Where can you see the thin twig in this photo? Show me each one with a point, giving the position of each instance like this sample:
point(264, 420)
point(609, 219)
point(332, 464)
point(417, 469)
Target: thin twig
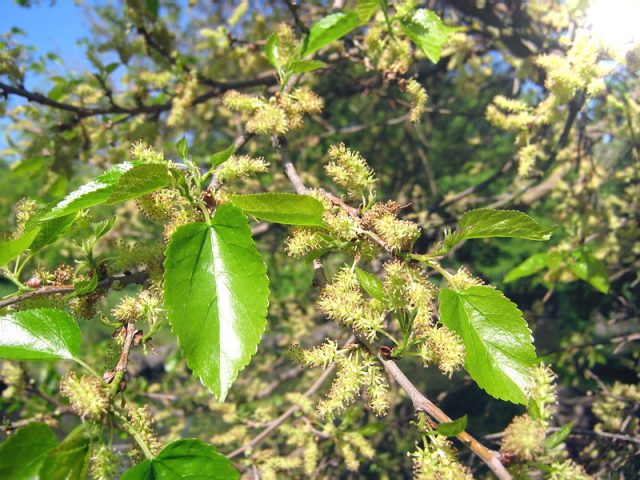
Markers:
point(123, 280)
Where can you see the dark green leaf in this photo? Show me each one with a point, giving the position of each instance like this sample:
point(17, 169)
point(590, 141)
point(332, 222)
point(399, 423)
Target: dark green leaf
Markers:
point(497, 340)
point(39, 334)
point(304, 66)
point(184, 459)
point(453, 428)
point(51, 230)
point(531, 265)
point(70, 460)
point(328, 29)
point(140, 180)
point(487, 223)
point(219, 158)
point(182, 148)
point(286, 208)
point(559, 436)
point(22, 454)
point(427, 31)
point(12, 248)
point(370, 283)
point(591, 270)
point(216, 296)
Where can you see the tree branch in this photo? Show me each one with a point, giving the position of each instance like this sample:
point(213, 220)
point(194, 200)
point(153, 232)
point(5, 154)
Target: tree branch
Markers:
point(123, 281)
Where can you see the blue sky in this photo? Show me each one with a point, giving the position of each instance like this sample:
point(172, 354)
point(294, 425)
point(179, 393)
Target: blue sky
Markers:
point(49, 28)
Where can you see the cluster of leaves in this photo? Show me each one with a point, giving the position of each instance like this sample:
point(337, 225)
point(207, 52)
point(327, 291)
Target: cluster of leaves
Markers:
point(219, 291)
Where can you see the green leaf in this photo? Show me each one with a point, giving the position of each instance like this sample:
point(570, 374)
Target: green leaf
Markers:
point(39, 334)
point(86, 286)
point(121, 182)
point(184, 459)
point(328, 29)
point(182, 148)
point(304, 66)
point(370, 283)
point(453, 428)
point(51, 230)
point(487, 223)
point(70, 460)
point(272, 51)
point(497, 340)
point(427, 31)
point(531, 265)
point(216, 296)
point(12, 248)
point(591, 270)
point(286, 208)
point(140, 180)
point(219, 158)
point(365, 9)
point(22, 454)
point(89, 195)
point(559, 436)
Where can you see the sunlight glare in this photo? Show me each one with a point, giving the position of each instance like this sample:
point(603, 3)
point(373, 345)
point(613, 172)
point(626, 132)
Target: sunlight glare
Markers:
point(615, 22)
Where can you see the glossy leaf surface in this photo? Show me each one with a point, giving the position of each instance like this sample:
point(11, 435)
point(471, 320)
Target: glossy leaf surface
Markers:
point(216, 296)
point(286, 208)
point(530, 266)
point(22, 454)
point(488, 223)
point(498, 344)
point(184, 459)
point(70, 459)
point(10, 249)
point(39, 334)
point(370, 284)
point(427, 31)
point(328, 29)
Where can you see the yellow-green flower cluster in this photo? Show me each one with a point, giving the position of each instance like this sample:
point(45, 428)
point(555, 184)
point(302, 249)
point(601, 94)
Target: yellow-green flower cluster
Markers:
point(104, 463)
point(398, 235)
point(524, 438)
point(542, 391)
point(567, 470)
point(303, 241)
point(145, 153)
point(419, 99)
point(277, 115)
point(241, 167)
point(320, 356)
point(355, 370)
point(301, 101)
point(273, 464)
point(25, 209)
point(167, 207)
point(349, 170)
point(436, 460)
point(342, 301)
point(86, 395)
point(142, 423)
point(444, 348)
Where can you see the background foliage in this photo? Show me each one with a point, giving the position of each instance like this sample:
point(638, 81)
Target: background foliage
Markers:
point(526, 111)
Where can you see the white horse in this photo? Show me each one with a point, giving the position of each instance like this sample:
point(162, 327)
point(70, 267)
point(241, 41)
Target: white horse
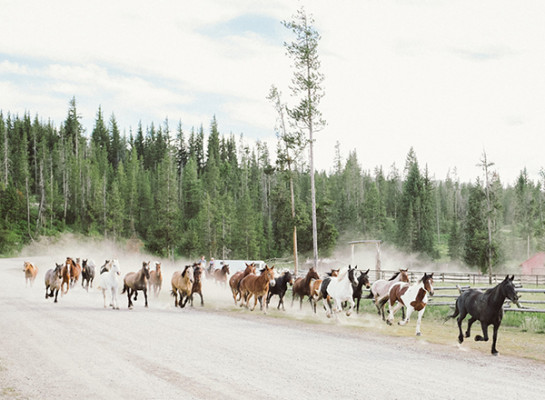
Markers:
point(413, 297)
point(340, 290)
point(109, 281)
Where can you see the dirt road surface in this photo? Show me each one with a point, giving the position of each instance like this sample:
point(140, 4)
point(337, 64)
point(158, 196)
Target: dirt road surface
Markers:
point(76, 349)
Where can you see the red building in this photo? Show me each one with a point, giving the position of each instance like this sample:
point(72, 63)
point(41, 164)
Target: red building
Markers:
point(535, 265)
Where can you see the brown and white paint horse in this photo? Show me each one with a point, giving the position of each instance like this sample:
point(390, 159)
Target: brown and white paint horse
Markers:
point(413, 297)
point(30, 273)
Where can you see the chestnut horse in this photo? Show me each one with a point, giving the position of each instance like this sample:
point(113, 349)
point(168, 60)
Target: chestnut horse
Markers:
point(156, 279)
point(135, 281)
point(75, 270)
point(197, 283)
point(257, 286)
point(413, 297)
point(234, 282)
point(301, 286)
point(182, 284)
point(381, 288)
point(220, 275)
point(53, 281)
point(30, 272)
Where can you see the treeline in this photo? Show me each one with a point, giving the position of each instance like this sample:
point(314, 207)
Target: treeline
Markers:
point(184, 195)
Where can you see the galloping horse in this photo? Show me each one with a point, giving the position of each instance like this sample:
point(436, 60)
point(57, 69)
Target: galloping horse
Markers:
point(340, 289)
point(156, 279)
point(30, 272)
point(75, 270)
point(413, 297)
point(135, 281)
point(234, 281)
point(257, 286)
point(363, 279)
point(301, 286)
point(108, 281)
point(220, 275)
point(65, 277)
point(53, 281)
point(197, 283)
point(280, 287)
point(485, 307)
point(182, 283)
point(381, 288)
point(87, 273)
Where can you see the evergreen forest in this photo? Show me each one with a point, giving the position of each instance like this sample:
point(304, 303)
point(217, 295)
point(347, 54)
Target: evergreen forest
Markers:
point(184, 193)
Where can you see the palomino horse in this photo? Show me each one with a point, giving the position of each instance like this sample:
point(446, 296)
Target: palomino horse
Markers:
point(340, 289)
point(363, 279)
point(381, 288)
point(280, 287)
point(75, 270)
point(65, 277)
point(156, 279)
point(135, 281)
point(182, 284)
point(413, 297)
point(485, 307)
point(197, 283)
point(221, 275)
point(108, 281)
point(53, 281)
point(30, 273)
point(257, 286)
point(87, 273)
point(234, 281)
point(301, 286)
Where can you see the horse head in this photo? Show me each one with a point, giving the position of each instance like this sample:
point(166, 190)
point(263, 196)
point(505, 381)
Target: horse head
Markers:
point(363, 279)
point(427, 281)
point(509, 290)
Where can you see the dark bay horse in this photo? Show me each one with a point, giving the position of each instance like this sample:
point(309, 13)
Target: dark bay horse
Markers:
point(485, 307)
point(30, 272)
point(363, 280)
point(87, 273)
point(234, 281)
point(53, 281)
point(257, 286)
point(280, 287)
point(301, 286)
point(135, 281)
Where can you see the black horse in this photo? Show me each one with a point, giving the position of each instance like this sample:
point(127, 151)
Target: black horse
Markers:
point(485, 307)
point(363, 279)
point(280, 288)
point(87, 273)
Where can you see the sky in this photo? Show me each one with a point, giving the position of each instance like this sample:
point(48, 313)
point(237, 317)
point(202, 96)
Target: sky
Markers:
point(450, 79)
──────────────────────────────
__ACTION ITEM__. The records above are to be repeated exactly, apart from their pictures.

__ANSWER TO THE EXERCISE__.
Where can you see the thin twig in this photo? Show me each one with a point, giving the position of each instance like this sample:
point(264, 420)
point(609, 219)
point(332, 464)
point(417, 469)
Target: thin twig
Markers:
point(123, 280)
Where can you see the dark green leaf in this photo? Show me each one with a point, giving the position of each instance like this sample:
point(17, 169)
point(590, 141)
point(332, 222)
point(399, 423)
Target: dark green leaf
Markers:
point(497, 340)
point(39, 334)
point(304, 66)
point(184, 459)
point(453, 428)
point(51, 230)
point(531, 265)
point(70, 460)
point(328, 29)
point(140, 180)
point(487, 223)
point(219, 158)
point(182, 148)
point(286, 208)
point(559, 436)
point(22, 454)
point(427, 31)
point(12, 248)
point(370, 283)
point(591, 270)
point(216, 296)
Where can you see the tree branch in this photo? Show me each one with a point, giving the position of each instance like this sample:
point(213, 220)
point(194, 200)
point(153, 232)
point(5, 154)
Target: tree branch
Markers:
point(123, 281)
Where can you see the blue sky in this photo? Show me each one with a point, giving the position of each instance like this sample:
point(172, 354)
point(294, 425)
point(179, 393)
Target: blue sky
Markers:
point(49, 28)
Where can you see the cluster of leaves in this photo? Show me each one with a point, giving the position of each instance like this sample:
point(337, 225)
point(207, 52)
point(327, 291)
Target: cluster of leaves
Markers:
point(219, 291)
Where can you see the green leaf in this photo? Show me each one with a point, giving the position of each instance like this sample:
point(570, 374)
Target: green leaf
Markers:
point(39, 334)
point(86, 286)
point(121, 182)
point(184, 459)
point(328, 29)
point(182, 148)
point(304, 66)
point(370, 283)
point(453, 428)
point(51, 230)
point(487, 223)
point(70, 460)
point(272, 51)
point(497, 340)
point(427, 31)
point(531, 265)
point(216, 296)
point(12, 248)
point(591, 270)
point(286, 208)
point(140, 180)
point(219, 158)
point(365, 9)
point(22, 454)
point(89, 195)
point(559, 436)
Where can you see the sunlight glare in this photo? Show me each one with a point, giving the position of each instance like this sample:
point(603, 3)
point(373, 345)
point(613, 172)
point(626, 132)
Target: sunlight glare
Markers:
point(615, 22)
Where can you see the glossy leaf surface in this photo? Show me each one with a point, giving the position of each instance like this sample:
point(11, 435)
point(471, 320)
Target: glossy leaf surface
Markers:
point(216, 296)
point(286, 208)
point(530, 266)
point(22, 454)
point(488, 223)
point(498, 344)
point(184, 459)
point(70, 459)
point(10, 249)
point(39, 334)
point(370, 284)
point(427, 31)
point(328, 29)
Where can you see the yellow-green flower cluster in this photo? Show me each one with a point, giving the position of each instance like this sample:
point(45, 428)
point(555, 184)
point(302, 249)
point(601, 94)
Target: yellow-green flower cluster
Markers:
point(104, 463)
point(398, 235)
point(524, 438)
point(542, 391)
point(567, 470)
point(303, 241)
point(145, 153)
point(419, 99)
point(277, 115)
point(241, 167)
point(320, 356)
point(355, 370)
point(301, 101)
point(273, 464)
point(25, 209)
point(167, 207)
point(349, 170)
point(436, 460)
point(342, 301)
point(86, 395)
point(142, 423)
point(444, 348)
Where can you see the background foliage in this photo? Show me each one with a point, giving the position of each instance like this sample:
point(638, 81)
Target: background foliage
Markers:
point(526, 111)
Where can you see the white horse in this photo? Show me each one with a point, giving the position of each instance like this sample:
point(162, 327)
point(70, 267)
point(241, 41)
Target: white horse
Markers:
point(413, 297)
point(340, 290)
point(109, 281)
Where can you see the dirt road surface in this photo? Show me each one with a point, giving the position of each instance like this sample:
point(140, 4)
point(337, 64)
point(158, 196)
Target: dirt road surface
Markers:
point(76, 349)
Where can you see the red building in this photo? Show me each one with a point, giving the position of each instance like this sample:
point(72, 63)
point(41, 164)
Target: red building
Markers:
point(535, 265)
Where can you see the brown and white paint horse in this photo? Show me each one with a point, giving the position of each instance like this sample:
point(390, 159)
Target: brown and white paint horse
Markers:
point(413, 297)
point(30, 273)
Where can you see the chestnut horse in this photo? Show me each one with a point, giving the position of each instance like this sample:
point(113, 349)
point(168, 60)
Target: chestnut horse
Markers:
point(156, 279)
point(135, 281)
point(75, 270)
point(197, 283)
point(257, 286)
point(413, 297)
point(234, 282)
point(301, 286)
point(182, 284)
point(381, 288)
point(220, 275)
point(53, 281)
point(30, 272)
Where can you see the treeline in this photo? Show me each one with a point, giving the position of each instance like this sample:
point(314, 207)
Target: treeline
Markers:
point(184, 195)
Where can you see the galloping horse in this photo? Show me each one with a point, giving the position of each instance like this sample:
point(436, 60)
point(57, 69)
Target: galloping horse
Markers:
point(340, 289)
point(156, 279)
point(30, 272)
point(75, 270)
point(413, 297)
point(135, 281)
point(234, 281)
point(257, 286)
point(363, 279)
point(301, 286)
point(108, 281)
point(220, 275)
point(65, 277)
point(53, 281)
point(197, 283)
point(280, 287)
point(485, 307)
point(182, 283)
point(381, 288)
point(87, 273)
Where can you see the evergreen forest in this photo? Show me each one with a point, giving the position of each instance like this sample:
point(304, 303)
point(217, 295)
point(347, 54)
Target: evergreen forest
Markers:
point(184, 193)
Where can you see the palomino horse in this photo? Show me each one with a point, giving the position of each instance like this sample:
point(446, 296)
Target: palomino horse
Markers:
point(340, 289)
point(363, 279)
point(381, 288)
point(280, 287)
point(75, 270)
point(65, 277)
point(156, 279)
point(135, 281)
point(182, 284)
point(413, 297)
point(485, 307)
point(197, 283)
point(221, 275)
point(108, 281)
point(53, 281)
point(30, 273)
point(257, 286)
point(87, 273)
point(234, 281)
point(301, 286)
Where can you see the horse head in this photo? Show me each one with a point, giving the position of each instance like this sample:
point(166, 190)
point(263, 196)
point(505, 381)
Target: horse head
Markers:
point(363, 279)
point(427, 281)
point(509, 290)
Where can you see the dark bay horse in this photo? Show me each one with a point, giving the position of each instance like this sample:
point(309, 13)
Target: dark bay horse
Markers:
point(485, 307)
point(30, 272)
point(363, 280)
point(87, 273)
point(234, 281)
point(53, 281)
point(257, 286)
point(280, 287)
point(301, 286)
point(135, 281)
Where can you see the black horse in this photo? Show me each one with a point, giving the position of each instance like this sample:
point(127, 151)
Target: black horse
Markers:
point(485, 307)
point(363, 279)
point(280, 288)
point(87, 273)
Where can you see the sky in this photo? Show me each one with a point, giving the position of each instance like this sample:
point(48, 313)
point(237, 317)
point(202, 96)
Target: sky
Markers:
point(450, 79)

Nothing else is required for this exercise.